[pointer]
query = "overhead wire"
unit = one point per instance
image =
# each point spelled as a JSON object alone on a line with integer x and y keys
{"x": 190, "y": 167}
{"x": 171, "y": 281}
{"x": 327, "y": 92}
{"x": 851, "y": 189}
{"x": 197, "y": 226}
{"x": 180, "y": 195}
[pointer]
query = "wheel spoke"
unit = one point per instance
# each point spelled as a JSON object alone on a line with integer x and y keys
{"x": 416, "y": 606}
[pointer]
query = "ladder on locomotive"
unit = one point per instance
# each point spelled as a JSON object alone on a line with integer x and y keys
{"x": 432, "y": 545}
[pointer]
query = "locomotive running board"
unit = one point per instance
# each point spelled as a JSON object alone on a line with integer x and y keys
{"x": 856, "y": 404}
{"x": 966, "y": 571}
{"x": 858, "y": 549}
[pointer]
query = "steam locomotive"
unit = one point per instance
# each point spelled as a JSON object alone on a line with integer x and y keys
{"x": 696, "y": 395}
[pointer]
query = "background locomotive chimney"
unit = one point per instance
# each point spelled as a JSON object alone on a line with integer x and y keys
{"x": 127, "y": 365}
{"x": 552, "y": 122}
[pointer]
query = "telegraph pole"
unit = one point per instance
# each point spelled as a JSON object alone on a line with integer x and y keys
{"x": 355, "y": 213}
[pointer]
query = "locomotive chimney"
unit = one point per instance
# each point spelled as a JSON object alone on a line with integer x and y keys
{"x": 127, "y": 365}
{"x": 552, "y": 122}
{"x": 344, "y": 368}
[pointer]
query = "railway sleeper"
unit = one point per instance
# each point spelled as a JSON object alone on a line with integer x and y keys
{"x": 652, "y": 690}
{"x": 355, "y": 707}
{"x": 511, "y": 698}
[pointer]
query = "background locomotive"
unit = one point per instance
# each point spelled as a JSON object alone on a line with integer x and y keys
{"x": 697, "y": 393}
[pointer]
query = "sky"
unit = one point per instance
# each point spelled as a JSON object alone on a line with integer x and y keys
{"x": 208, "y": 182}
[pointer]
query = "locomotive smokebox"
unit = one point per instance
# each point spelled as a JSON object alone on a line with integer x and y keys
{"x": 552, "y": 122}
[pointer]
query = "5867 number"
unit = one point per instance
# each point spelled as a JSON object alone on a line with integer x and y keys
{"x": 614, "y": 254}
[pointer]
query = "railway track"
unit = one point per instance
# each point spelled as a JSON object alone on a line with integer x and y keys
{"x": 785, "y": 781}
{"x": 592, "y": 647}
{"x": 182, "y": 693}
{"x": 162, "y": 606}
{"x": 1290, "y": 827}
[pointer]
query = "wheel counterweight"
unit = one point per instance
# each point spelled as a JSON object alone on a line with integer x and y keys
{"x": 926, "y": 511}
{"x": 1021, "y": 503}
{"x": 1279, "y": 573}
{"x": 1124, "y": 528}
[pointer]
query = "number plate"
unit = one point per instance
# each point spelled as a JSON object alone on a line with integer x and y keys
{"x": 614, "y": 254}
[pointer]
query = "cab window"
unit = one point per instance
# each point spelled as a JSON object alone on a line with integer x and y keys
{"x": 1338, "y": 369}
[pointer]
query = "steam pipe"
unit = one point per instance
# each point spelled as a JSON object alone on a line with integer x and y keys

_GIVEN PROBLEM_
The records above are to be copied in full, exactly as written.

_TASK OUTPUT_
[pointer]
query = "overhead wire"
unit = one point per instance
image =
# each point spelled as a JSON object alone on a line with integer x and y keys
{"x": 190, "y": 167}
{"x": 171, "y": 281}
{"x": 327, "y": 92}
{"x": 851, "y": 189}
{"x": 197, "y": 226}
{"x": 180, "y": 195}
[pointer]
query = "wheel spoke"
unit = one point per instance
# each point spelled as a JSON object alone on a line with integer x and y keys
{"x": 416, "y": 606}
[pointer]
query = "ladder on locomotive"
unit = one point per instance
# each point spelled as a JSON object alone on a line with integer x and y keys
{"x": 432, "y": 545}
[pointer]
query = "locomotive running board"
unit = one point per instance
# each point spelled as a JSON object alone on a line with integer x and y keys
{"x": 856, "y": 404}
{"x": 966, "y": 571}
{"x": 858, "y": 549}
[pointer]
query = "steam locomotive"
unit = one point per instance
# each point spelled as a JSON object alone on a line with integer x and y keys
{"x": 696, "y": 395}
[pointer]
query = "background locomotive chimney"
unit = one point per instance
# each point spelled as a JSON object alone on a line with integer x and y keys
{"x": 127, "y": 365}
{"x": 552, "y": 122}
[pointer]
query = "telegraph pole"
unit = one point per instance
# each point spelled as a JSON object alone on a line with integer x and y keys
{"x": 355, "y": 213}
[pointer]
query = "locomotive chimney"
unit = one point per instance
# each point spelled as a JSON object alone on a line with integer x and y keys
{"x": 127, "y": 365}
{"x": 552, "y": 122}
{"x": 344, "y": 368}
[pointer]
query = "railway sleeper"
unit = one point per instance
# each point spelled as a JSON object alone on a line with integer x and y keys
{"x": 652, "y": 690}
{"x": 355, "y": 707}
{"x": 511, "y": 698}
[pointer]
query = "background locomotive"
unit = one point per instance
# each point spelled as a JSON object alone on a line with integer x and y keys
{"x": 697, "y": 393}
[pointer]
query = "sky"
unit = one point per instance
# each point spelled as a JSON object alone on a line with integer x and y keys
{"x": 208, "y": 182}
[pointer]
query = "locomotive smokebox"
unit = one point per instance
# each point spelled as a JSON object alone on a line with integer x and y keys
{"x": 552, "y": 122}
[pointer]
query = "5867 number"
unit = one point per instance
# each point spelled as a JSON object alone on a line with integer x and y keys
{"x": 614, "y": 254}
[pointer]
query = "railway track"
unit = one point per instance
# each point spelled as a JSON object alone on a line with integer x and y keys
{"x": 785, "y": 781}
{"x": 592, "y": 647}
{"x": 182, "y": 693}
{"x": 162, "y": 606}
{"x": 1290, "y": 827}
[pointer]
query = "wheel counterweight"
unit = one point per instance
# each point spelled as a JSON object alone on a line with integer x and y keys
{"x": 926, "y": 511}
{"x": 1021, "y": 503}
{"x": 1279, "y": 573}
{"x": 1124, "y": 528}
[pointer]
query = "number plate"
unit = one point per instance
# each point spelled as a JSON object alone on a line with integer x and y keys
{"x": 614, "y": 254}
[pointer]
query = "cab window"
unit = one point per instance
# each point spelled as a JSON object alone on a line with integer x and y keys
{"x": 1338, "y": 369}
[pointer]
query = "steam pipe"
unit = one point per instance
# each point spelled as a JSON object alone on a line with integer x and y keys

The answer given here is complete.